### Entries from an annotation dataset
------------------------------------------------------------

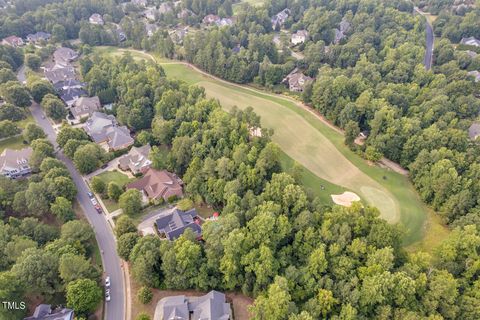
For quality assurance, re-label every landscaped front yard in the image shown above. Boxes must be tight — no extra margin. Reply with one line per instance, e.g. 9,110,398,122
96,171,134,213
96,171,133,188
0,135,28,153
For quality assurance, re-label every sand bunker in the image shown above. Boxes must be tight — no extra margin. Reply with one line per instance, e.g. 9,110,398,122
331,191,360,207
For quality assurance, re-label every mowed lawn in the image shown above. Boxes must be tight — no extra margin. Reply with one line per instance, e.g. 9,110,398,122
0,135,28,153
162,63,427,244
92,46,438,244
97,171,133,188
96,171,133,213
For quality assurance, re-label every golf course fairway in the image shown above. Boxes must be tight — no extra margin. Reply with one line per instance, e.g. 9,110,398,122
94,47,427,245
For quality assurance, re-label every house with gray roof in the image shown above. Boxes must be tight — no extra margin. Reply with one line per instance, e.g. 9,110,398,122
53,79,87,92
70,96,102,123
83,111,134,151
0,147,33,179
142,7,160,21
118,144,152,174
145,23,158,37
132,0,148,7
291,30,308,45
53,47,78,66
23,304,74,320
88,13,105,26
58,87,88,108
282,68,313,92
467,70,480,82
155,208,202,241
468,122,480,140
153,290,232,320
44,66,76,85
1,36,25,48
270,8,292,30
158,2,173,14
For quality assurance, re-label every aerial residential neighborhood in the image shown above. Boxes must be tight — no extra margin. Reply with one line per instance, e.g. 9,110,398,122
0,0,480,320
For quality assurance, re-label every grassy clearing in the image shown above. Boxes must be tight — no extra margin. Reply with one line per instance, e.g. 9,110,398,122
163,64,432,243
96,171,133,188
96,171,133,213
406,210,450,253
195,205,215,219
280,151,347,205
94,47,440,244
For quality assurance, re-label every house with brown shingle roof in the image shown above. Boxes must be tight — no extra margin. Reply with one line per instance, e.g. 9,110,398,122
127,168,183,201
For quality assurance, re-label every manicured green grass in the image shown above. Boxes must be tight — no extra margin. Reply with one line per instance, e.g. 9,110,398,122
91,46,436,244
162,64,432,244
0,135,28,153
97,171,133,187
96,171,134,213
16,109,35,129
195,205,215,219
280,151,347,205
102,199,120,213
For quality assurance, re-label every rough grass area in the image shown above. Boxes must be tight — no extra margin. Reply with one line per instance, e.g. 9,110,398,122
93,46,438,244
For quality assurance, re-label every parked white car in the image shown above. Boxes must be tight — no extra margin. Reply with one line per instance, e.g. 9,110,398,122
105,289,110,301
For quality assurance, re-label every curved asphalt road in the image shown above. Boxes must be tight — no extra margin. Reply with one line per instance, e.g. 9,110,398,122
414,7,435,70
30,102,125,320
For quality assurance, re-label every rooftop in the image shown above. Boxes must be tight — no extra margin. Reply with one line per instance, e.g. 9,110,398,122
155,209,202,240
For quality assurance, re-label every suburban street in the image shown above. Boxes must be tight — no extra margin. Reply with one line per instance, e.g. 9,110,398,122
423,18,434,70
414,7,435,70
30,103,125,320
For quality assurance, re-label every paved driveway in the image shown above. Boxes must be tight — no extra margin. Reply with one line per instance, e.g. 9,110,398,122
137,208,175,235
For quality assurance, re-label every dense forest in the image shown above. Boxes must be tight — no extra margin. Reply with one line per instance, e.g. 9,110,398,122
70,55,480,319
0,0,480,320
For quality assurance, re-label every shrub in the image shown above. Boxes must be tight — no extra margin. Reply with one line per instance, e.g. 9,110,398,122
137,286,153,304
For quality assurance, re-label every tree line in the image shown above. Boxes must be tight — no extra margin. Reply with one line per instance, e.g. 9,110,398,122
82,54,480,319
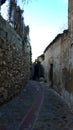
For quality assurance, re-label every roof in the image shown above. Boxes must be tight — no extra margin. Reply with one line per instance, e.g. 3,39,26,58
44,29,68,53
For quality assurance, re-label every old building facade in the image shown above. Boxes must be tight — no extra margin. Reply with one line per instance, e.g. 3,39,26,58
0,0,31,104
42,0,73,109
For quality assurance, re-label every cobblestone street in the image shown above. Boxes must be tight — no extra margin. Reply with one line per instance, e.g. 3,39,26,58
0,81,73,130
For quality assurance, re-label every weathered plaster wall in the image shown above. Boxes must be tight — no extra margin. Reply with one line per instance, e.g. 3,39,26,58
0,17,30,104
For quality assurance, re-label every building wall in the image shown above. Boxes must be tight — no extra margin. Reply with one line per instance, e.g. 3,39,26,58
0,16,30,104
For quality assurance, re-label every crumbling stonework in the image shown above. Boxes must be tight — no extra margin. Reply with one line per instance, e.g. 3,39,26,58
0,16,30,104
42,0,73,110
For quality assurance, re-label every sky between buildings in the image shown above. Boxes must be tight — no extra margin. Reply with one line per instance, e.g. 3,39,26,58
0,0,68,61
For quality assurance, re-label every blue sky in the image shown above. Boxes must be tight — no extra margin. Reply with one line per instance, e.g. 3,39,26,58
24,0,68,61
1,0,68,61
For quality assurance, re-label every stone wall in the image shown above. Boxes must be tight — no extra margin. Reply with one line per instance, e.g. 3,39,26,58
0,17,30,104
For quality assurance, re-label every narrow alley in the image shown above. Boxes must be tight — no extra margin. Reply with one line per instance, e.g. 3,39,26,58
0,81,73,130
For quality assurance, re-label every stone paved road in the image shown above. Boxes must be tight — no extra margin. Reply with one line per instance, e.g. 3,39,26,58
0,81,73,130
33,84,73,130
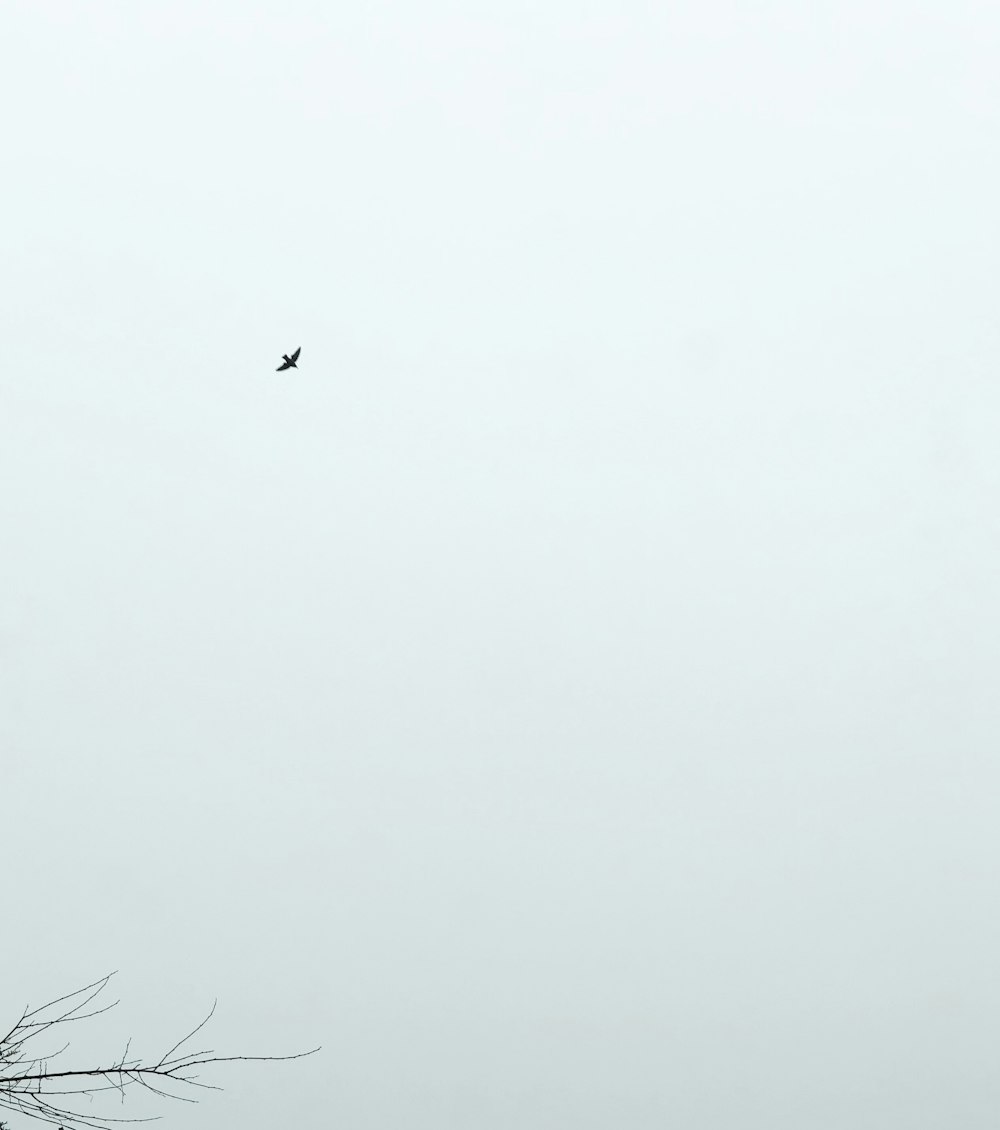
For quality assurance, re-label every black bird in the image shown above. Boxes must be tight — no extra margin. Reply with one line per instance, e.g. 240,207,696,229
275,346,302,373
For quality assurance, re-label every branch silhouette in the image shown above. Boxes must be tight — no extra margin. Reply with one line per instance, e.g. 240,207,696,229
0,973,320,1130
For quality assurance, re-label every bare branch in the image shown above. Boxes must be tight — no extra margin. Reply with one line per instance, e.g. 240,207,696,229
0,973,320,1130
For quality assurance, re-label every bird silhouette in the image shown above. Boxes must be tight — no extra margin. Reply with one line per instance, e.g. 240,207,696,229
275,346,302,373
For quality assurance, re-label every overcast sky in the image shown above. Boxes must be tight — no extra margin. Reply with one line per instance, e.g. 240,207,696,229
0,0,1000,1130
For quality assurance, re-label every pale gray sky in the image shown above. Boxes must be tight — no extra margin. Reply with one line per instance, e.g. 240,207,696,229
0,0,1000,1130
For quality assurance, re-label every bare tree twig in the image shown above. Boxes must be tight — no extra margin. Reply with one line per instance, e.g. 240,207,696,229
0,973,320,1130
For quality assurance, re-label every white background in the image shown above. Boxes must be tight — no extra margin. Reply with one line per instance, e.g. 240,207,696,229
0,0,1000,1130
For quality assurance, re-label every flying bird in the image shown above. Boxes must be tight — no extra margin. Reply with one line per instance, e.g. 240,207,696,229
275,346,302,373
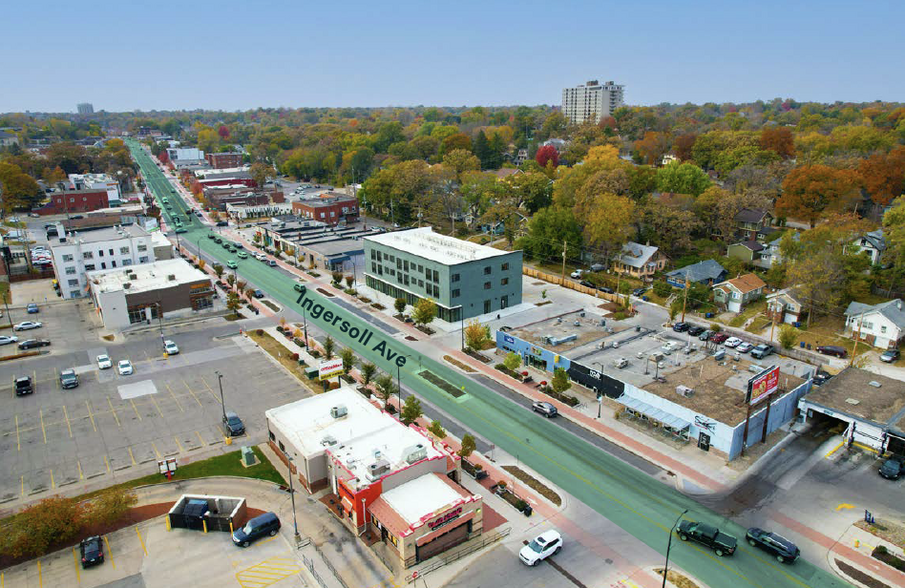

------------------------------------------------------------

### TO DO
Rewrite all of the entries above with "re-label" switched to "annotate" wherever it occurs, leaving everything else unchanged. Leave the pictures out.

### REPLY TO THE TASK
For quality assurance, annotate every landscaped front yard in the image shown above. Boxes must be tight — no extra margin. Reply with one line per instance, e.g. 9,110,398,122
96,171,134,213
96,171,133,188
0,135,28,153
For quality assurance, annotate every sand bunker in the image shown above. Boxes must be tight — no extra margin. Reply with one line per instance, e.g. 9,110,398,122
331,191,360,207
For quality assurance, annotate every mowed lawn in the image shown above. Boxes must be tight — no extra margin. Reply with one line per instance, e.g. 9,110,398,122
0,135,28,153
162,63,427,244
92,46,438,244
97,171,133,188
96,171,133,213
For quality assurance, annotate every golf course fairway in the image shown above. Boxes must be tight — no extra margin. Reply with one line per instance, e.g. 9,110,398,122
94,47,427,245
For quality assurance, annotate every house with gray roof in the image shown above. Boxes must be tight — no extra margin. Reply with one line per instance, e.g. 9,110,398,122
53,79,87,92
70,96,102,123
83,111,134,151
0,147,33,179
142,7,160,21
118,144,152,174
145,23,158,37
132,0,148,7
291,30,308,45
53,47,78,66
23,304,74,320
88,13,105,26
58,87,88,108
282,68,313,92
467,70,480,82
155,208,202,241
468,122,480,140
153,290,232,320
44,66,76,85
1,36,25,48
270,8,292,30
158,2,173,14
For quality assurance, annotate every aerial residential neighborhood in the image shown above. Boxes must be tight — no extra margin. Reply with one line per instance, e.g. 9,110,398,122
0,0,480,320
For quality assurance, annotate every grassy clearing in the image shown above. Boxes must be tight — no extra margin. Reply with one line per instance, e.g. 9,110,398,122
163,64,432,243
96,171,133,188
96,171,133,213
406,210,450,253
195,205,215,219
280,151,347,205
94,47,440,244
For quality assurance, annotate every house with brown shingle roof in the image shown above. Boxes must be tight — no extra margin. Reply with one line per instance, e.g. 9,110,398,122
127,168,183,201
For quality assurance, annotate every manicured green grass in the image shown above. Boxes must be tight — no extra margin. Reply with one line per instance, e.g. 9,110,398,122
91,46,436,244
162,64,432,244
0,135,28,153
97,171,133,187
96,171,134,213
16,109,35,129
195,205,215,219
280,151,347,205
102,199,120,213
For quality assurance, annotate every rough grass area in the image shown above. Boxes must be tight — no extra margin. Reply with one line per instance, e.g. 9,110,398,122
93,46,438,244
For quality assurance, annotate every parked white car in the image shown above. Boxes must be tight — no extra margin. Reply with one line per instance, e.g. 9,110,398,122
105,289,110,301
For quality assurance, annotate every curved asphalt road in the image shown above. Boxes must be tight — no extra margin. Reply with one line per instance, e.g. 9,110,398,122
414,7,435,70
30,102,125,320
For quality assurance, annotate every rooftop in the image shown above. Boxes must be tight — no extra margin. Reply with one line per instance, e.g. 9,110,398,122
155,209,202,240
For quality assurance, annotate every suburban street in the image shown above. Boxes must be tight — no extra margin. Reply with one line per instance, e.g. 9,110,398,122
423,18,434,70
414,7,435,70
30,103,125,320
For quality assurance, annotate every paved driveway in the image shown above. Boxes must be tight — no extra margin. Reply with one line per instance, e.g. 9,110,398,122
137,208,175,235
For quality assurance, annotate every dense forest in the image shown above. Boxes must be tight — no extra margin. Reply with one line per instance, e.g. 9,110,398,122
70,55,480,319
0,0,480,320
For quality assurance, annotate every shrub in the image shown above. Boxes must be tight — no extra margin. Reply with one line per instance, e.g. 9,110,398,122
137,286,153,304
For quality assurance, annotate every tree line in the image shown above. Boxes must be tight — no extra margin. Reply with one line per instance, e.g. 9,110,398,122
82,54,480,319
For quality assurance, annotate every roof in the image shown above. Boxes must be tight — no extra margin. Reply with one line per instance, e.g. 3,39,26,58
44,29,68,53
For quality assurance, annotate every old building facade in the image shown above. Boxes must be tight — no extra margin. Reply with one line per instance, e.g. 3,39,26,58
0,0,31,104
42,0,73,109
For quality assurance, annotate every cobblestone street in the image shown above. Boxes must be tight — no extra margin. Reply with one line per instance, e.g. 3,39,26,58
0,81,73,130
For quality assurance, annotate every weathered plaster wall in the image shown above. Boxes must be tight — no extra margin. Reply with one line per instance, e.g. 3,39,26,58
0,17,30,104
For quality assurance, annotate every building wall in the image shown above. Boxes must be tight — no extra margin. Reply with one line per instance, e.g. 3,39,26,58
0,16,30,104
For quality assurance, annotate every crumbling stonework in the image shown above. Boxes must be tight — no extra margin. Reply with one line per instance, e.g. 3,39,26,58
0,16,30,104
42,0,73,110
For quality assurance, annotate every sky between buildings in the image shown above. Boxes must be tight — no extra margin. Reply with one line per instance, e.g. 3,39,26,58
0,0,68,61
For quality assurance, annotate every blue sky in the image shown above. Boxes must be tight — no extra margin. Reply with one line per instance, e.g. 3,39,26,58
24,0,68,61
1,0,68,61
For quality assurance, annotate every stone wall in the image shown above. Boxes must be tight — no extra margin. Reply with one line per instance, e.g. 3,39,26,58
0,17,30,104
For quality assurance, annotate every narrow alley in the image shown above. Boxes must be tight — no extra margin. Reply with one line per instance, e.g. 3,39,26,58
0,81,73,130
For quality assurance, annotate every stone paved road in the image shown above. Boxes must be tight — no extra margin. Reply with one line per instance, e.g. 3,39,26,58
0,81,73,130
33,84,73,130
For quality assurance, annotate every black bird in the image shown above. Boxes must be tight — no extra margin. Reply with one line per instance, e.g. 240,207,696,229
275,346,302,373
For quality assurance, annotate every branch silhouette in the image shown above. Boxes must be tight — no extra margin. Reply with one line per instance, e.g. 240,207,696,229
0,973,320,1130
For quality assurance, annotate every bare branch in the image shown above. Boxes must be tight — no extra margin. Reply with one line per instance, e.g. 240,207,696,229
0,973,320,1130
For quality assurance, annotate every bird silhouette in the image shown above. Boxes must be tight — no extra margin. Reply with one line per instance, e.g. 240,207,696,229
275,346,302,373
For quality assurance, annotate every overcast sky in the image shown above. Boxes must be tight — no extra margin. Reply with one line per instance, e.g. 240,207,696,229
0,0,1000,1130
For quality assurance, annotate every pale gray sky in the image shown above. Boxes must be tight — no extra margin. Reply with one line per instance, e.g. 240,207,696,229
0,0,1000,1130
For quality assurance, annotate every bare tree twig in the image shown above. Boxes must be tight — no extra margin. Reply with one line per instance, e.g. 240,207,696,229
0,973,320,1130
For quality assurance, annotate every white background in the image shown above. Boxes must be tight — no extra margin. Reply with one line per instance, e.g. 240,207,696,229
0,0,1000,1130
For quality assurance, annotate every flying bird in the image shown above. Boxes must be tight — no extra margin. Reply with one line per instance, e.g. 240,207,696,229
275,346,302,373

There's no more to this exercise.